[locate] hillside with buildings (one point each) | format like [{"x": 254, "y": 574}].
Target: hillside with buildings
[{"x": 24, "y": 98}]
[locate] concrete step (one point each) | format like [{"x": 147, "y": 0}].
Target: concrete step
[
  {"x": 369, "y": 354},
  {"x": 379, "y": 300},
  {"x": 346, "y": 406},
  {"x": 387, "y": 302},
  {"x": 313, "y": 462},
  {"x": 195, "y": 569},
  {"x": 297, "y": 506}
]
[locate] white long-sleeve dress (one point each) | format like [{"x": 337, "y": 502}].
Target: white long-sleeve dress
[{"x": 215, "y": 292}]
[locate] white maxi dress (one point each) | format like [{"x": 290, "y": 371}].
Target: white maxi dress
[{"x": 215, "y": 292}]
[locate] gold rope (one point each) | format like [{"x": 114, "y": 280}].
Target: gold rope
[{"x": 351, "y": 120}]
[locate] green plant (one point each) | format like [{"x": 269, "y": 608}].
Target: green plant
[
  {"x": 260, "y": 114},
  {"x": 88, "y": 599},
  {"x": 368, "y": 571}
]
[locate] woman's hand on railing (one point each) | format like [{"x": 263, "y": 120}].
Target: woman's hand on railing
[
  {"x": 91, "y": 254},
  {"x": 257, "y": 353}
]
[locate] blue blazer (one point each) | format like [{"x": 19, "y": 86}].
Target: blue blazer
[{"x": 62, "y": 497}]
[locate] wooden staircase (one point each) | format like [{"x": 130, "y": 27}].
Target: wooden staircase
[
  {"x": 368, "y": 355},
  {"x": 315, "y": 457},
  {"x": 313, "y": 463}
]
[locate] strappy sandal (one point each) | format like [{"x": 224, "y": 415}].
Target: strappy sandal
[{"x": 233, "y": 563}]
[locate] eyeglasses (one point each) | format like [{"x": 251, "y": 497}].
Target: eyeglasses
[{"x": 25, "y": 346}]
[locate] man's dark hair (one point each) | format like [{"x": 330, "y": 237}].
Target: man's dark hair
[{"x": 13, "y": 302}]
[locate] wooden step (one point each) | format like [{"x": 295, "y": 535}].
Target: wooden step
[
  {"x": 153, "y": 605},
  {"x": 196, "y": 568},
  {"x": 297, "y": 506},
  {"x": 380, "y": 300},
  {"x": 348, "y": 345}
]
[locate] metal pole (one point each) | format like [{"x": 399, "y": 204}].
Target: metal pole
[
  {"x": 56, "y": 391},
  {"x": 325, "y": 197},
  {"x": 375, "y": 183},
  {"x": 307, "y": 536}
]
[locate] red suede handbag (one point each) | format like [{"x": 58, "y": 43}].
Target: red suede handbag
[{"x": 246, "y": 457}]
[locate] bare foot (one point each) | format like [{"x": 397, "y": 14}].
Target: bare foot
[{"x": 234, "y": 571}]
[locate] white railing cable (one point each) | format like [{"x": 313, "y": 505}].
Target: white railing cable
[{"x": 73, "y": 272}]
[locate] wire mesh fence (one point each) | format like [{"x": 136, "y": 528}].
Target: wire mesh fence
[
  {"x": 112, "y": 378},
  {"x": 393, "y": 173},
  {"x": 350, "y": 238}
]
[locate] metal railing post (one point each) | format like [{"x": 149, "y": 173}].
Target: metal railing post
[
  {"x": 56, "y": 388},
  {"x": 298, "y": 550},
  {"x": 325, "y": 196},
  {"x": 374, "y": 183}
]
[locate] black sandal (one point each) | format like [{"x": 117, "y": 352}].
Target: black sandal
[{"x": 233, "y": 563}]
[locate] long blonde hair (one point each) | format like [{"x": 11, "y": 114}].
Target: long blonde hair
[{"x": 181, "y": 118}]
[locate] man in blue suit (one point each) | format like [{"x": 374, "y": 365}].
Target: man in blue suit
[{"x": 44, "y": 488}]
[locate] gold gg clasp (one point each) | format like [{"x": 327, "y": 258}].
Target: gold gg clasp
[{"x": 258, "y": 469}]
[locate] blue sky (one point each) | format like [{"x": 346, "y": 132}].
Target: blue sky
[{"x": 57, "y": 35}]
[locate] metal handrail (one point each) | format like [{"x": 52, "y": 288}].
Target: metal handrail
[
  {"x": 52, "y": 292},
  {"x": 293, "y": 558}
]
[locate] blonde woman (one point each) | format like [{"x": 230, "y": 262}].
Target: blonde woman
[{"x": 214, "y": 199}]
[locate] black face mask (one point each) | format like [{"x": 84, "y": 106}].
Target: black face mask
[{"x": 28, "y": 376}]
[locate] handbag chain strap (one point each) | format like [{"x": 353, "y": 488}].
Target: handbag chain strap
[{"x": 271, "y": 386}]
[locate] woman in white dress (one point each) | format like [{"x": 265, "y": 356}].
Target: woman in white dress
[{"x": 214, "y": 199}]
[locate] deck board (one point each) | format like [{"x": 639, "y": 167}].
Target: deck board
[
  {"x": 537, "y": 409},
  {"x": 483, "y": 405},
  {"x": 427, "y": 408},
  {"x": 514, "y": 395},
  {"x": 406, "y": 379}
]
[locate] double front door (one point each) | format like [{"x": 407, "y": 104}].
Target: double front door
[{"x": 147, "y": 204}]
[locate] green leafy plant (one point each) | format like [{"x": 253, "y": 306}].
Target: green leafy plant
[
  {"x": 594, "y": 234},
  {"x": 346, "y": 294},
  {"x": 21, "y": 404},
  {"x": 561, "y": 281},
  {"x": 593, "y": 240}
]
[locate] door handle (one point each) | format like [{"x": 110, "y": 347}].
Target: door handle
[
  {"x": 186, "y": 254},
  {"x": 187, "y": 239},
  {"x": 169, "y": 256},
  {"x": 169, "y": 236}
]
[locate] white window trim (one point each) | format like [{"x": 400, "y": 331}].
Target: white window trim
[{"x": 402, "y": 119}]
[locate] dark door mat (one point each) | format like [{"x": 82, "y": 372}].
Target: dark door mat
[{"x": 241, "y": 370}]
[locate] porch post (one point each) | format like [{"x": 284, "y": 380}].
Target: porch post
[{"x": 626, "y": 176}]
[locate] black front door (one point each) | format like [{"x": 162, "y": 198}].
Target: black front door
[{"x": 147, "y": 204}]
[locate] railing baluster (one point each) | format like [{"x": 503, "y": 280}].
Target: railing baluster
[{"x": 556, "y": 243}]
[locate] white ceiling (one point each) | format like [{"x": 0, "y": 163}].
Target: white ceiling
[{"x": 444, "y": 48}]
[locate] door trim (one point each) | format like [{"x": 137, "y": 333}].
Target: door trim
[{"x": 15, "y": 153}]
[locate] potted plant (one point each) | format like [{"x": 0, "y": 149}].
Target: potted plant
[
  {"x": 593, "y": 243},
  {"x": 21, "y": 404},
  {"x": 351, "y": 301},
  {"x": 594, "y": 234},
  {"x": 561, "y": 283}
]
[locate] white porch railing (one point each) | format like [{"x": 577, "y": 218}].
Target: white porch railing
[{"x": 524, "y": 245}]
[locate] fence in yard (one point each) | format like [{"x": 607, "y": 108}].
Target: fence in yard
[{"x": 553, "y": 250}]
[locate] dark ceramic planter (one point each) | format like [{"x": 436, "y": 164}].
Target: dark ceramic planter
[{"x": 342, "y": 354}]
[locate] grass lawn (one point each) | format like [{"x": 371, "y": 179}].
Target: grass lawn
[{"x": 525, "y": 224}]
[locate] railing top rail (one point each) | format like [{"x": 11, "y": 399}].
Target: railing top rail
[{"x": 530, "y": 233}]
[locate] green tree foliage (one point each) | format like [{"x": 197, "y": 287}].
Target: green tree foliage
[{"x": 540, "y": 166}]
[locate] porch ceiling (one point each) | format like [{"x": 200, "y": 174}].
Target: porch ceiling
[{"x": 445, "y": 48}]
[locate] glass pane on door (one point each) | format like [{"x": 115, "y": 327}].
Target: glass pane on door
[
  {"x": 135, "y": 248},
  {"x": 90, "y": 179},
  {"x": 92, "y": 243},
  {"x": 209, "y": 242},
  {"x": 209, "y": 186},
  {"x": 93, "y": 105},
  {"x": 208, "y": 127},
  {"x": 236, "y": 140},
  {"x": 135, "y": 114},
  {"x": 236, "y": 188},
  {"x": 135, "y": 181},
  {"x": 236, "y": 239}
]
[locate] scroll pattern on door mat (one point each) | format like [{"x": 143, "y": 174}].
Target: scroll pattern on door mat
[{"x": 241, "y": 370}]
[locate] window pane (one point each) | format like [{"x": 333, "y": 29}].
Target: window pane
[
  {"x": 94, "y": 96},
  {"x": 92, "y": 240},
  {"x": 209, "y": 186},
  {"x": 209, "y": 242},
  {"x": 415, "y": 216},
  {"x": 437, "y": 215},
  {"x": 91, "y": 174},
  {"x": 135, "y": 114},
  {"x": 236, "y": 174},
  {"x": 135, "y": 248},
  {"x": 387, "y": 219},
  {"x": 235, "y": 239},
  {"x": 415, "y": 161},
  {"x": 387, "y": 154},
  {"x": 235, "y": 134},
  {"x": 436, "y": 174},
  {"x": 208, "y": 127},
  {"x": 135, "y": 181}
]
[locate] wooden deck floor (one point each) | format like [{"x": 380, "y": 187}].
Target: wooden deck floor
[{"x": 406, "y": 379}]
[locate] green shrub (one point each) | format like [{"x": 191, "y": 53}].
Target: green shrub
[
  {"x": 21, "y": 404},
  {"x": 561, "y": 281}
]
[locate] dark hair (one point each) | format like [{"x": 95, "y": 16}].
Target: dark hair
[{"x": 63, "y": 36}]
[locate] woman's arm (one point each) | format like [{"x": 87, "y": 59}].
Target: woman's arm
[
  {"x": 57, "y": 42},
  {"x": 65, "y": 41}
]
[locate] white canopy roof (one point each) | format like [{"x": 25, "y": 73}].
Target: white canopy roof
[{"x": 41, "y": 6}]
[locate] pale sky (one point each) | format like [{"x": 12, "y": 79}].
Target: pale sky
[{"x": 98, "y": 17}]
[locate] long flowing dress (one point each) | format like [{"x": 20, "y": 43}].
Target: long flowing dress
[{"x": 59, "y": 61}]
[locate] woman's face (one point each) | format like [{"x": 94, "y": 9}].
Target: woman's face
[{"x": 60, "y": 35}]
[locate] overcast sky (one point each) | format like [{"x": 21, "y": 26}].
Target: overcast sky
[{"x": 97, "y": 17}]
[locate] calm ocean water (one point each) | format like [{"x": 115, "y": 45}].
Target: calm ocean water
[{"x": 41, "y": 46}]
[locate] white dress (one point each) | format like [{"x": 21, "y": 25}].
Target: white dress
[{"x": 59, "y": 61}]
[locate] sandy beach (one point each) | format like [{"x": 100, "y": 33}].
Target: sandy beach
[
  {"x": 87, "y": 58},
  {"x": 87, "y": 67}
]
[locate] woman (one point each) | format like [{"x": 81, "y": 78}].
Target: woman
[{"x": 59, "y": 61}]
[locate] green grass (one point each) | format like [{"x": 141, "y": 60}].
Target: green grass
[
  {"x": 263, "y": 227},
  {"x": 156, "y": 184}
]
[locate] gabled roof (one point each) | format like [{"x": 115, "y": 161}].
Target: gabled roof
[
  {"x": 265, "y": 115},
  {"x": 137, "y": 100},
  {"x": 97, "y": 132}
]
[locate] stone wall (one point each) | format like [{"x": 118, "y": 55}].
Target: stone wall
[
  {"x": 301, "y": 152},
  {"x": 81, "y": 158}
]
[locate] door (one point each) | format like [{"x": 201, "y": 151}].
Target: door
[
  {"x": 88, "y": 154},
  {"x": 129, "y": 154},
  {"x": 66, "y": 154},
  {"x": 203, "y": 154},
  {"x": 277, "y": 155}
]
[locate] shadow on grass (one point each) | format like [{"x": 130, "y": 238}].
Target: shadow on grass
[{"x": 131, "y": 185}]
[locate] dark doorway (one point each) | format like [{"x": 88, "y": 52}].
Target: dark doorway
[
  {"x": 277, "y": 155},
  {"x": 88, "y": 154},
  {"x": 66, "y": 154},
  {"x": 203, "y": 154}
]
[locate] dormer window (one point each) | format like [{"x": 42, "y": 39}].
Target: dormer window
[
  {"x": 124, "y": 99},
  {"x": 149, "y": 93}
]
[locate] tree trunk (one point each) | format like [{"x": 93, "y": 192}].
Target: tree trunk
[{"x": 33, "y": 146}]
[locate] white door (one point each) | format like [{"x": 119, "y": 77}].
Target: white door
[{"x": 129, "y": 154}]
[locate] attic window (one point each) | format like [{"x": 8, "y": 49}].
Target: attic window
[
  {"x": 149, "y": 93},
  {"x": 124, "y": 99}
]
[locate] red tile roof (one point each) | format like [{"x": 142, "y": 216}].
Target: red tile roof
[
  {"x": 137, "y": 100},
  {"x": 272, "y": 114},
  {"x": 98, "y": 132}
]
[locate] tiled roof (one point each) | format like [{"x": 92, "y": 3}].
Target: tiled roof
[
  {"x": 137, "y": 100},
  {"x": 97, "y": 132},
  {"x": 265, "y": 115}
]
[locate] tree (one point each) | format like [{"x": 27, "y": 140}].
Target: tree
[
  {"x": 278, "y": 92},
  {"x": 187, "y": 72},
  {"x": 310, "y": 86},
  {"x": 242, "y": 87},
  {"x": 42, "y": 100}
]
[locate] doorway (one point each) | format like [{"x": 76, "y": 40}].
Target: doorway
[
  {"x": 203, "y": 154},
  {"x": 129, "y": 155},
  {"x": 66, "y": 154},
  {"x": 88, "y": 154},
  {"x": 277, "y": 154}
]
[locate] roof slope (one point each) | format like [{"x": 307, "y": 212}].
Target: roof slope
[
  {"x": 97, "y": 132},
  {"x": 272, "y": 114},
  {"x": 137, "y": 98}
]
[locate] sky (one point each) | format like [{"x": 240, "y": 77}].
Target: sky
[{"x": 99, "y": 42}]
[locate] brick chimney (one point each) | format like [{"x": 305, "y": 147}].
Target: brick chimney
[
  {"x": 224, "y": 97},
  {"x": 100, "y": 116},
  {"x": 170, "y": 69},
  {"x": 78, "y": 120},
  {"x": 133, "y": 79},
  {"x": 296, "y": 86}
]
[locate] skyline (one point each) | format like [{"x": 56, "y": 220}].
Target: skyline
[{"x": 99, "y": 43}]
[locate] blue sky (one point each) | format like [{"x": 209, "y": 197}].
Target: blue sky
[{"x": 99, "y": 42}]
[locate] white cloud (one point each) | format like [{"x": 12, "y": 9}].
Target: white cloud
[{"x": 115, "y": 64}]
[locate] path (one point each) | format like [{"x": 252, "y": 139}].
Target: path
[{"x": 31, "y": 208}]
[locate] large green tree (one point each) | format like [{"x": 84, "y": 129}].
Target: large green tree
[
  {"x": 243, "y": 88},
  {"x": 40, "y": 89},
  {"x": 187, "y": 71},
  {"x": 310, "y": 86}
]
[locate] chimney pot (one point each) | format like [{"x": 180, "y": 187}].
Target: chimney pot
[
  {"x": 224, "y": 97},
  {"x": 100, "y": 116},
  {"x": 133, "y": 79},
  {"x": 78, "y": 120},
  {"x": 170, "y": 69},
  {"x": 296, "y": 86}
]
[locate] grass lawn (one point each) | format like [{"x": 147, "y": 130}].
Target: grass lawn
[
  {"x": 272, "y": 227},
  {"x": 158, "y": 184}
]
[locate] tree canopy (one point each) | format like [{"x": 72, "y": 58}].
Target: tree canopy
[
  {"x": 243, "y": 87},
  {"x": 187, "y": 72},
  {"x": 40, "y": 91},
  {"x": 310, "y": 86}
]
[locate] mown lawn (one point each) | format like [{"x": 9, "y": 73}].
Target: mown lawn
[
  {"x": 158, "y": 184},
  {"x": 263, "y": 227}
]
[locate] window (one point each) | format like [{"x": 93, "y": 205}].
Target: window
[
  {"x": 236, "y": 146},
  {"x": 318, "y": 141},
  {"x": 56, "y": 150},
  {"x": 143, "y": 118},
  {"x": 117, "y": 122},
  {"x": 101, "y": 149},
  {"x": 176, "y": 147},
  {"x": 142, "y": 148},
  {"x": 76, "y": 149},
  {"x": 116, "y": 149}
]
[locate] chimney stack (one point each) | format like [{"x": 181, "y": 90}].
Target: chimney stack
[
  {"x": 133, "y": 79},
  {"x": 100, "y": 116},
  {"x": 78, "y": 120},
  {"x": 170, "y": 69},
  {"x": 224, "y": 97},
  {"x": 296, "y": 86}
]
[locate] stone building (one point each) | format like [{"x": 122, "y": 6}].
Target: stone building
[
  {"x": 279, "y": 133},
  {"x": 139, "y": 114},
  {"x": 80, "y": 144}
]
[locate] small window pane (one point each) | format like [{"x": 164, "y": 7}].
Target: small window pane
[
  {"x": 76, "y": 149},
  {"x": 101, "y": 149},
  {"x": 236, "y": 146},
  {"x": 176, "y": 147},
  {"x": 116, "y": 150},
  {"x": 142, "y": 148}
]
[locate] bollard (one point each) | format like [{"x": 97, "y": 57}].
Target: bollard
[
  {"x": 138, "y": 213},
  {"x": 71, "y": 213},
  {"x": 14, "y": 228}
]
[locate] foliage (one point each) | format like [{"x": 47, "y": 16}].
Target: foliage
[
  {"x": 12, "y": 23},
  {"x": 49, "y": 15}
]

--- --- ---

◆ Exercise: From the line containing "[locate] stone building" through the closing line of the material above, return every line exactly and omit all others.

◆ Solution:
[locate] stone building (one point each) | format like [{"x": 122, "y": 6}].
Target: stone building
[
  {"x": 279, "y": 133},
  {"x": 139, "y": 114},
  {"x": 80, "y": 144}
]
[locate] small window pane (one point each) | format like [{"x": 164, "y": 7}].
Target: small window pane
[
  {"x": 76, "y": 149},
  {"x": 101, "y": 149},
  {"x": 236, "y": 146},
  {"x": 176, "y": 147},
  {"x": 116, "y": 150},
  {"x": 142, "y": 148}
]
[locate] bollard (one point each) | format like [{"x": 97, "y": 57}].
Target: bollard
[
  {"x": 138, "y": 213},
  {"x": 71, "y": 213},
  {"x": 14, "y": 228}
]
[locate] foliage (one point each) | format like [{"x": 47, "y": 16}].
Target: foliage
[
  {"x": 12, "y": 23},
  {"x": 49, "y": 15}
]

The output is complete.